### EXTRACTED MATERIAL

============================================================

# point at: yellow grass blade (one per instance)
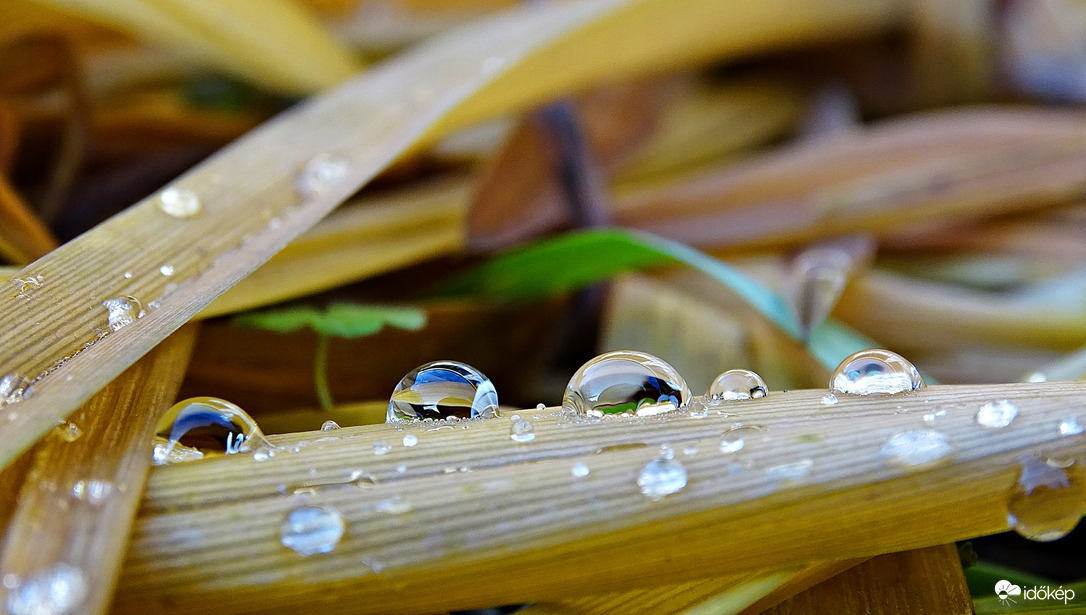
(251, 208)
(211, 529)
(275, 42)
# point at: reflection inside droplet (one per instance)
(626, 383)
(198, 427)
(443, 389)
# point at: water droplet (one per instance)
(1071, 426)
(67, 430)
(875, 372)
(521, 431)
(323, 172)
(626, 383)
(737, 385)
(794, 471)
(394, 505)
(123, 311)
(916, 447)
(1046, 504)
(57, 591)
(311, 530)
(443, 389)
(13, 389)
(197, 427)
(93, 491)
(179, 203)
(996, 414)
(661, 477)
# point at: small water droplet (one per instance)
(1045, 504)
(521, 431)
(443, 389)
(875, 372)
(55, 591)
(394, 505)
(179, 202)
(67, 430)
(1070, 426)
(996, 414)
(321, 173)
(13, 389)
(916, 448)
(311, 530)
(794, 471)
(626, 383)
(123, 311)
(737, 385)
(197, 427)
(93, 491)
(661, 477)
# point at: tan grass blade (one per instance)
(519, 505)
(922, 580)
(79, 501)
(275, 42)
(250, 205)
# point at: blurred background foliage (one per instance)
(917, 182)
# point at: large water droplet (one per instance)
(1070, 426)
(205, 426)
(996, 414)
(737, 385)
(661, 477)
(626, 383)
(67, 430)
(323, 172)
(13, 389)
(1046, 504)
(443, 389)
(522, 430)
(179, 203)
(875, 372)
(123, 311)
(916, 447)
(312, 529)
(57, 591)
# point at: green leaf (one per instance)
(573, 260)
(338, 319)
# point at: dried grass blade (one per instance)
(89, 489)
(250, 205)
(465, 526)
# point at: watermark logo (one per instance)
(1005, 590)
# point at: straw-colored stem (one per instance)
(80, 498)
(480, 503)
(251, 203)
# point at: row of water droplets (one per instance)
(628, 384)
(212, 424)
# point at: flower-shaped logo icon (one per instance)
(1005, 590)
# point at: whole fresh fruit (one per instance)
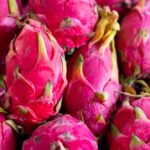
(93, 76)
(72, 22)
(9, 11)
(62, 133)
(8, 136)
(35, 75)
(133, 41)
(131, 126)
(121, 6)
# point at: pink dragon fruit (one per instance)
(131, 126)
(62, 133)
(35, 75)
(7, 134)
(72, 22)
(118, 5)
(133, 42)
(93, 76)
(9, 11)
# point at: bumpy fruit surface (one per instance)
(35, 75)
(7, 135)
(133, 42)
(119, 5)
(93, 76)
(72, 22)
(9, 11)
(62, 133)
(131, 126)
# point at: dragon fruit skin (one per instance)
(35, 75)
(130, 129)
(7, 135)
(119, 5)
(133, 42)
(89, 95)
(64, 132)
(8, 27)
(71, 26)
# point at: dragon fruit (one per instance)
(131, 126)
(72, 22)
(63, 133)
(7, 134)
(10, 10)
(93, 76)
(133, 41)
(119, 5)
(35, 75)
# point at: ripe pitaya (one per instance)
(131, 126)
(133, 41)
(35, 75)
(9, 11)
(63, 133)
(72, 22)
(7, 134)
(93, 76)
(118, 5)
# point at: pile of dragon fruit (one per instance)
(74, 75)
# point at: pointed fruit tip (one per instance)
(114, 131)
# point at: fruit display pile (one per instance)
(74, 75)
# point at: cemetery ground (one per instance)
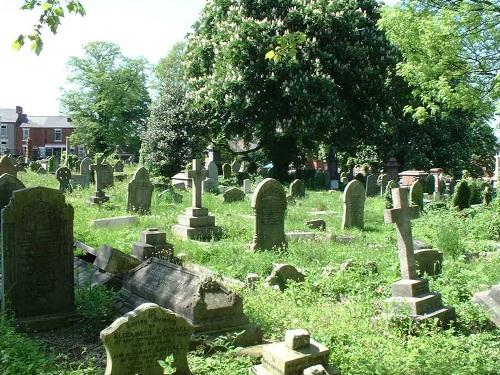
(340, 305)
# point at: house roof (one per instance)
(58, 122)
(8, 115)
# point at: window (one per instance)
(57, 135)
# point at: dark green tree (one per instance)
(107, 98)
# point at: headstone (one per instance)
(7, 166)
(383, 180)
(297, 189)
(99, 176)
(226, 171)
(8, 184)
(417, 194)
(411, 294)
(136, 342)
(235, 167)
(198, 298)
(37, 258)
(282, 274)
(372, 189)
(196, 223)
(233, 195)
(490, 300)
(293, 356)
(118, 166)
(247, 186)
(153, 243)
(63, 175)
(140, 191)
(354, 205)
(269, 206)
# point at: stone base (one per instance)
(490, 299)
(45, 322)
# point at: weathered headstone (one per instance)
(63, 175)
(354, 205)
(202, 301)
(372, 189)
(233, 195)
(37, 258)
(7, 166)
(99, 175)
(153, 243)
(8, 184)
(411, 294)
(417, 194)
(490, 300)
(137, 341)
(226, 171)
(140, 191)
(269, 206)
(291, 357)
(297, 189)
(196, 223)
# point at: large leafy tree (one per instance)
(451, 53)
(107, 98)
(332, 89)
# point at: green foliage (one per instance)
(333, 89)
(51, 14)
(172, 138)
(107, 98)
(461, 196)
(450, 53)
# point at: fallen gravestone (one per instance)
(37, 258)
(269, 206)
(354, 205)
(140, 191)
(233, 195)
(136, 342)
(202, 301)
(153, 243)
(411, 294)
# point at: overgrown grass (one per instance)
(341, 309)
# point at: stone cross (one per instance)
(197, 174)
(401, 215)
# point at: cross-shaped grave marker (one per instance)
(197, 174)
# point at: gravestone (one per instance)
(7, 166)
(372, 188)
(226, 171)
(354, 205)
(153, 243)
(411, 294)
(135, 342)
(490, 300)
(37, 258)
(235, 167)
(297, 189)
(63, 175)
(140, 191)
(247, 186)
(417, 194)
(233, 195)
(99, 176)
(8, 184)
(196, 223)
(383, 180)
(269, 206)
(293, 356)
(198, 298)
(118, 166)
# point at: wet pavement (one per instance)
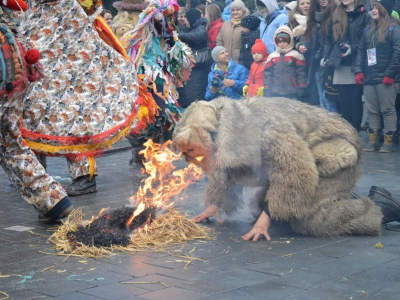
(291, 266)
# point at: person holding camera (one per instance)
(226, 78)
(340, 49)
(311, 46)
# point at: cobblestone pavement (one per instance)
(289, 267)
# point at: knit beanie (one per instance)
(282, 37)
(216, 51)
(192, 15)
(259, 47)
(387, 4)
(260, 3)
(251, 22)
(238, 4)
(396, 11)
(291, 5)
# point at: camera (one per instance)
(215, 82)
(344, 47)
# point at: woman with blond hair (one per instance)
(377, 68)
(230, 36)
(215, 22)
(340, 49)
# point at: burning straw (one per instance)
(132, 229)
(167, 229)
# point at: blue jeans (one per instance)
(323, 102)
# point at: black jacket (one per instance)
(248, 40)
(358, 19)
(196, 37)
(387, 56)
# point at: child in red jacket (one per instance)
(255, 83)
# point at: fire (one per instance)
(163, 181)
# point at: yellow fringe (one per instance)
(41, 147)
(91, 166)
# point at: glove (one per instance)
(301, 93)
(245, 89)
(170, 41)
(267, 92)
(387, 80)
(323, 62)
(260, 91)
(345, 50)
(359, 78)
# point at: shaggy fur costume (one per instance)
(305, 159)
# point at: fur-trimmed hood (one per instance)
(287, 30)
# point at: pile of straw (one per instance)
(167, 229)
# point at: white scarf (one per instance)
(301, 28)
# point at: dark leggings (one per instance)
(351, 107)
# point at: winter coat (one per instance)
(313, 55)
(256, 77)
(236, 72)
(268, 26)
(387, 56)
(230, 37)
(248, 40)
(285, 69)
(195, 88)
(213, 32)
(358, 19)
(196, 37)
(226, 13)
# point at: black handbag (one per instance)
(331, 90)
(202, 56)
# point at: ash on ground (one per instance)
(110, 228)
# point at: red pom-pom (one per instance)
(15, 5)
(32, 56)
(32, 78)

============================================================

Reproduce all of the material above, substituting "one per object" for every occurrence of "one per instance" and leaving everything else unchanged. Omit the pictures from your answer.

# point at: yellow grass blade (one per object)
(251, 208)
(211, 529)
(275, 42)
# point at: reflection inside droplet (one per object)
(626, 383)
(198, 427)
(443, 389)
# point at: water droplet (one per object)
(1071, 426)
(67, 430)
(875, 372)
(521, 431)
(323, 172)
(626, 383)
(737, 385)
(794, 471)
(394, 505)
(123, 311)
(916, 447)
(1046, 504)
(57, 591)
(311, 530)
(443, 389)
(13, 389)
(197, 427)
(93, 491)
(179, 203)
(996, 414)
(661, 477)
# point at: small water droplet (one per object)
(1045, 504)
(521, 431)
(443, 389)
(875, 372)
(55, 591)
(394, 505)
(179, 202)
(67, 430)
(1070, 426)
(996, 414)
(321, 173)
(13, 389)
(916, 448)
(311, 530)
(794, 471)
(626, 383)
(123, 311)
(737, 385)
(197, 427)
(93, 491)
(661, 477)
# point at: tan grass blade (one per object)
(519, 505)
(922, 580)
(79, 501)
(275, 42)
(250, 205)
# point at: blurred background foliage (one per object)
(917, 182)
# point at: large water droplet (one per object)
(1070, 426)
(205, 426)
(996, 414)
(737, 385)
(661, 477)
(626, 383)
(67, 430)
(323, 172)
(13, 389)
(1046, 504)
(443, 389)
(522, 430)
(179, 203)
(875, 372)
(123, 311)
(916, 447)
(312, 529)
(57, 591)
# point at: green leaf (one per object)
(573, 260)
(338, 319)
# point at: dried grass blade (one per object)
(89, 489)
(250, 205)
(465, 526)
# point at: watermark logo (one per object)
(1005, 590)
# point at: straw-colored stem (one per object)
(80, 498)
(480, 503)
(251, 203)
# point at: row of water droplets (one per object)
(628, 384)
(212, 424)
# point at: flower-shaped logo icon (one per object)
(1005, 590)
# point at: whole fresh fruit (one per object)
(93, 76)
(72, 22)
(9, 11)
(62, 133)
(8, 136)
(35, 75)
(133, 41)
(131, 126)
(121, 6)
# point at: pink dragon fruit (one per object)
(131, 126)
(62, 133)
(35, 75)
(7, 134)
(72, 22)
(118, 5)
(133, 42)
(93, 76)
(9, 11)
# point at: bumpy fruit surface (one per object)
(35, 75)
(7, 135)
(133, 42)
(119, 5)
(93, 76)
(72, 22)
(9, 11)
(62, 133)
(131, 126)
# point at: dragon fruit skin (one per object)
(35, 75)
(130, 129)
(7, 135)
(119, 5)
(133, 42)
(89, 95)
(64, 132)
(8, 27)
(71, 26)
# point at: dragon fruit (one per object)
(131, 126)
(72, 22)
(63, 133)
(7, 134)
(10, 10)
(93, 76)
(133, 41)
(119, 5)
(35, 75)
# point at: ripe pitaya (one per object)
(131, 126)
(133, 41)
(35, 75)
(9, 11)
(63, 133)
(72, 22)
(7, 134)
(93, 76)
(118, 5)
# point at: pile of dragon fruit (one per object)
(74, 75)
# point at: pointed fruit tip (one per object)
(114, 131)
# point at: fruit display pile (one per object)
(74, 75)
# point at: cemetery ground (one per object)
(340, 305)
# point at: house roof (one per object)
(58, 122)
(8, 115)
# point at: window (one per object)
(57, 135)
# point at: dark green tree (one per object)
(107, 98)
# point at: headstone (one per object)
(7, 166)
(383, 180)
(297, 189)
(99, 176)
(226, 171)
(8, 184)
(417, 194)
(411, 294)
(136, 342)
(235, 167)
(198, 298)
(37, 258)
(282, 274)
(372, 189)
(196, 223)
(233, 195)
(490, 300)
(293, 356)
(118, 166)
(247, 186)
(153, 243)
(63, 175)
(140, 191)
(354, 205)
(269, 206)
# point at: stone base (one per object)
(490, 299)
(45, 322)
# point at: weathered headstone (one per object)
(63, 175)
(354, 205)
(202, 301)
(372, 189)
(233, 195)
(37, 258)
(7, 166)
(99, 175)
(153, 243)
(8, 184)
(411, 294)
(417, 194)
(490, 300)
(137, 341)
(226, 171)
(140, 191)
(269, 206)
(291, 357)
(297, 189)
(196, 223)
# point at: large leafy tree (one per object)
(451, 53)
(107, 98)
(332, 89)
# point at: green foliage (one per object)
(333, 89)
(51, 14)
(172, 138)
(107, 98)
(461, 196)
(450, 53)
# point at: fallen gravestone (one per object)
(37, 258)
(269, 206)
(354, 205)
(140, 191)
(233, 195)
(136, 342)
(202, 301)
(153, 243)
(411, 294)
# point at: overgrown grass (one per object)
(341, 309)
# point at: stone cross (one per object)
(197, 174)
(401, 215)
# point at: cross-shaped grave marker (one per object)
(197, 174)
# point at: gravestone (one per object)
(7, 166)
(372, 188)
(226, 171)
(354, 205)
(153, 243)
(411, 294)
(135, 342)
(490, 300)
(37, 258)
(235, 167)
(297, 189)
(63, 175)
(140, 191)
(247, 186)
(417, 194)
(233, 195)
(99, 176)
(8, 184)
(196, 223)
(383, 180)
(269, 206)
(293, 356)
(198, 298)
(118, 166)
# point at: wet pavement (one per object)
(291, 266)
# point at: person holding camera (one per object)
(226, 78)
(340, 49)
(311, 46)
# point at: cobblestone pavement (one per object)
(289, 267)
# point at: knit beanie (one per object)
(282, 37)
(216, 51)
(192, 15)
(259, 47)
(387, 4)
(260, 3)
(251, 22)
(238, 4)
(396, 11)
(291, 5)
# point at: camera (one per object)
(215, 82)
(344, 47)
# point at: woman with blond hair (one per object)
(377, 68)
(230, 36)
(215, 22)
(340, 49)
# point at: burning straw (one per object)
(132, 229)
(167, 229)
# point at: blue jeans (one per object)
(323, 102)
# point at: black jacket (one per object)
(248, 40)
(358, 19)
(196, 37)
(387, 56)
# point at: child in red jacket (one per object)
(255, 83)
# point at: fire (one per object)
(163, 181)
# point at: yellow fringe (one per object)
(41, 147)
(91, 166)
# point at: glove (one per object)
(301, 93)
(245, 89)
(170, 41)
(267, 92)
(387, 80)
(323, 62)
(260, 91)
(345, 50)
(359, 78)
# point at: shaggy fur costume (one per object)
(305, 159)
# point at: fur-trimmed hood (one per object)
(287, 30)
# point at: pile of straw (one per object)
(167, 229)
# point at: white scarf (one per object)
(301, 28)
# point at: dark leggings (one per object)
(351, 107)
# point at: winter coat (one per object)
(313, 55)
(256, 77)
(236, 72)
(268, 26)
(387, 56)
(230, 37)
(248, 40)
(285, 69)
(195, 88)
(213, 32)
(358, 19)
(196, 37)
(226, 13)
# point at: black handbag (one per object)
(331, 90)
(202, 56)
# point at: ash on ground (one per object)
(110, 228)
# point at: red pom-pom (one per object)
(15, 5)
(32, 56)
(32, 78)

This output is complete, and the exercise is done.